(RECORDS PROVIDED begins)

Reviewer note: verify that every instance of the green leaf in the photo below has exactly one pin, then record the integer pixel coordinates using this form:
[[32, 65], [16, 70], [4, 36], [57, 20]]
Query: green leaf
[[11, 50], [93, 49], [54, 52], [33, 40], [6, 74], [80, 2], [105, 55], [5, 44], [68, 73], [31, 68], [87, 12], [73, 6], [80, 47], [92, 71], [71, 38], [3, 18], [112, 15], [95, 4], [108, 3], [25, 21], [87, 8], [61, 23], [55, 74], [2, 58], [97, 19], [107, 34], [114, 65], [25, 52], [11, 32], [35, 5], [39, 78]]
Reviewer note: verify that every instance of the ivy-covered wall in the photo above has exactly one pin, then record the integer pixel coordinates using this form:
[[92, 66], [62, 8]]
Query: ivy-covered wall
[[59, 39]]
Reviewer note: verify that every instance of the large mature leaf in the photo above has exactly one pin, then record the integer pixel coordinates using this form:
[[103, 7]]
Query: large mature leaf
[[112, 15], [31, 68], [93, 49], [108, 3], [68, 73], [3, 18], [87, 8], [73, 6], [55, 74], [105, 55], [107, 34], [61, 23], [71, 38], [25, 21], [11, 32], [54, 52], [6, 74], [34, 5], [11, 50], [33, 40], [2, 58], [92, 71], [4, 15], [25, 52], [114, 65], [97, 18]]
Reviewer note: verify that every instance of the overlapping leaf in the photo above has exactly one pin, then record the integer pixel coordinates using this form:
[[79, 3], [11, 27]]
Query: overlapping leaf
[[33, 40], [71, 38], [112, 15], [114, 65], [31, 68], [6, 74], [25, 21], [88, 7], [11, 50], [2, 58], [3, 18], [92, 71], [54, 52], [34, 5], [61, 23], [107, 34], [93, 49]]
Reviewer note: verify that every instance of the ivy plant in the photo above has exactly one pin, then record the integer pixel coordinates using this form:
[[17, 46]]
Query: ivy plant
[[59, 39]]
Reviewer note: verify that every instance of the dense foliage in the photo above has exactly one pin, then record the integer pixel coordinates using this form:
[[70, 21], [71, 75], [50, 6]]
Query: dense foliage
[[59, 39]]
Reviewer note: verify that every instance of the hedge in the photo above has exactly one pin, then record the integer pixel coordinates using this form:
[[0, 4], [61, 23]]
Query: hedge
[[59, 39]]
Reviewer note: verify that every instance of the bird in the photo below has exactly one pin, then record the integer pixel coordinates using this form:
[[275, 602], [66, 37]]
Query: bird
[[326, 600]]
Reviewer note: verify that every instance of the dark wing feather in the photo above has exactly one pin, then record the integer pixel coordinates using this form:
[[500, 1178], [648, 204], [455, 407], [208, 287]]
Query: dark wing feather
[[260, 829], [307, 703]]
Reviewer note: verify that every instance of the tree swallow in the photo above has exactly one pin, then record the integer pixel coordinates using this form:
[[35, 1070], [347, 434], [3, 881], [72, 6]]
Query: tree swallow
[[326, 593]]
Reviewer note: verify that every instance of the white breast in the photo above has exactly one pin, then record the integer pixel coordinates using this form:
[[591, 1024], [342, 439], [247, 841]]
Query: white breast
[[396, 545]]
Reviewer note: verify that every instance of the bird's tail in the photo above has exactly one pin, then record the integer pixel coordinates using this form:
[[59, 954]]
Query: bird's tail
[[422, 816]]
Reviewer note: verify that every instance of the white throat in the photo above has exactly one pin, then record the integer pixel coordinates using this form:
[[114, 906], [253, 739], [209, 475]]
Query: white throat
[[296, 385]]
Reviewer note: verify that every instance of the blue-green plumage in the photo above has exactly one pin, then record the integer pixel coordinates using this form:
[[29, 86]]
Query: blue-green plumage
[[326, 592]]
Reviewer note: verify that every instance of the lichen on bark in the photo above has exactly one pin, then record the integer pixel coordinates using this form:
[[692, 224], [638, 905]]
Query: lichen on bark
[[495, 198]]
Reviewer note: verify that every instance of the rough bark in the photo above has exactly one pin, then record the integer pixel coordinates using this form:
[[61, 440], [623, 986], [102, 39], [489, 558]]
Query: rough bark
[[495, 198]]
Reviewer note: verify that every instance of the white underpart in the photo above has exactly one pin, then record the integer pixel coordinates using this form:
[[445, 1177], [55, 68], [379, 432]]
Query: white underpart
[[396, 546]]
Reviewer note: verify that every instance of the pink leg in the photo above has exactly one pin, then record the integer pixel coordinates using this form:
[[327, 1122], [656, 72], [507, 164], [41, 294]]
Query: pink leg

(RECORDS PROVIDED ends)

● **WORK INSTRUCTIONS**:
The complete data above is to be written out again as it stands.

● **RESULT**:
Reviewer note: verify that every instance of the green leaf in the photo below has exactly one pin, then record the integer pixel coordinates using this form:
[[32, 65], [16, 70], [4, 36], [57, 20]]
Query: green leaf
[[11, 50], [93, 49], [54, 52], [33, 40], [6, 74], [80, 2], [105, 55], [5, 44], [68, 73], [31, 68], [87, 12], [73, 6], [80, 47], [92, 71], [71, 38], [3, 18], [112, 15], [95, 4], [108, 3], [25, 21], [87, 8], [61, 23], [55, 74], [2, 58], [97, 19], [107, 34], [114, 65], [25, 52], [11, 32], [35, 5], [39, 78]]
Reviewer note: verify that every instance of the ivy-covered wall in the photo above has exactly one pin, then record the integer pixel coordinates using this form:
[[92, 66], [62, 8]]
Query: ivy-covered wall
[[59, 39]]
Reviewer note: verify that every instance of the large mature leaf in the photo above has exactly one pin, then record the integer pixel coordinates using this form:
[[103, 7]]
Query: large mature leaf
[[112, 15], [31, 68], [93, 49], [108, 3], [68, 73], [3, 18], [87, 8], [73, 6], [55, 74], [105, 55], [107, 34], [61, 23], [71, 38], [25, 21], [11, 32], [54, 52], [6, 74], [34, 5], [11, 50], [33, 40], [2, 58], [92, 71], [4, 15], [25, 52], [114, 65], [97, 18]]
Reviewer note: verify that every instance of the overlapping leaf in the photo above has exactly one pin, then record the integer pixel coordinates using this form:
[[79, 3], [11, 27]]
Query: overlapping leaf
[[33, 40], [71, 38], [112, 15], [114, 65], [31, 68], [6, 74], [25, 21], [88, 7], [11, 50], [2, 58], [3, 18], [92, 71], [54, 52], [34, 5], [61, 23], [107, 34], [93, 49]]
Reviewer note: verify that every instance of the ivy plant in the photo above has exactly one pin, then record the integer pixel coordinates using this form:
[[17, 46]]
Query: ivy plant
[[59, 39]]
Reviewer note: verify that every instance of the dense foliage in the photo above has exactly one pin, then record the integer pixel coordinates using this form:
[[70, 21], [71, 75], [50, 6]]
Query: dense foliage
[[59, 39]]
Reviewer note: verify that every instance of the hedge in the photo above has exactly one pin, then record the integer pixel coordinates using this form:
[[0, 4], [61, 23]]
Query: hedge
[[59, 39]]
Reviewer note: verify that every instance of the bird in the photo below has exactly one pin, then record the integer pixel coordinates using this form:
[[275, 602], [66, 37]]
Query: bird
[[326, 600]]
Reviewer note: verify that every instance of the dark wing feather in the photo above has exactly one pin, then record the integer pixel coordinates using this form:
[[500, 1178], [648, 204], [455, 407], [208, 287]]
Query: dark wing feather
[[260, 829], [307, 703]]
Reviewer note: verify that every instance of the tree swallow in the photo above has exactly one pin, then record the integer pixel coordinates using this form:
[[35, 1070], [347, 434], [3, 881], [72, 6]]
Query: tree swallow
[[326, 593]]
Reviewer note: verify that every instance of the white breast in the photo above has exactly one pin, then record the integer pixel coordinates using this form:
[[591, 1024], [342, 439], [247, 841]]
Query: white breast
[[396, 545]]
Reviewer note: verify that every instance of the bird's tail in the photo above has exactly one pin, then record the integer pixel coordinates using this form:
[[59, 954]]
Query: bird's tail
[[422, 816]]
Reviewer note: verify that every instance of the white throat in the photo above has exactly one pin, then record the integer pixel coordinates using this form:
[[114, 906], [253, 739], [209, 475]]
Query: white throat
[[296, 385]]
Reviewer note: verify that every instance of the blue-green plumage in the photo above has exactly one pin, then record the integer pixel coordinates using this form:
[[29, 86]]
Query: blue-green plumage
[[326, 592]]
Reviewer note: verify that every instance of the lichen on bark in the photo above has exactly one pin, then record the integer pixel coordinates using this form:
[[692, 224], [638, 905]]
Query: lichen on bark
[[495, 198]]
Reviewer note: verify that every instance of the rough bark in the photo above has exactly one pin, then record the integer pixel coordinates using this form:
[[61, 440], [623, 986], [102, 39], [489, 558]]
Query: rough bark
[[495, 198]]
Reviewer note: verify that every instance of the white underpart in the photo above has exactly one pin, then record the integer pixel coordinates using this form:
[[445, 1177], [55, 68], [379, 432]]
Query: white underpart
[[396, 546]]
Reviewer note: verify that every instance of the pink leg in the photo above has exactly one pin, then record the integer pixel coordinates using this form:
[[327, 1122], [656, 72], [507, 164], [41, 294]]
Query: pink leg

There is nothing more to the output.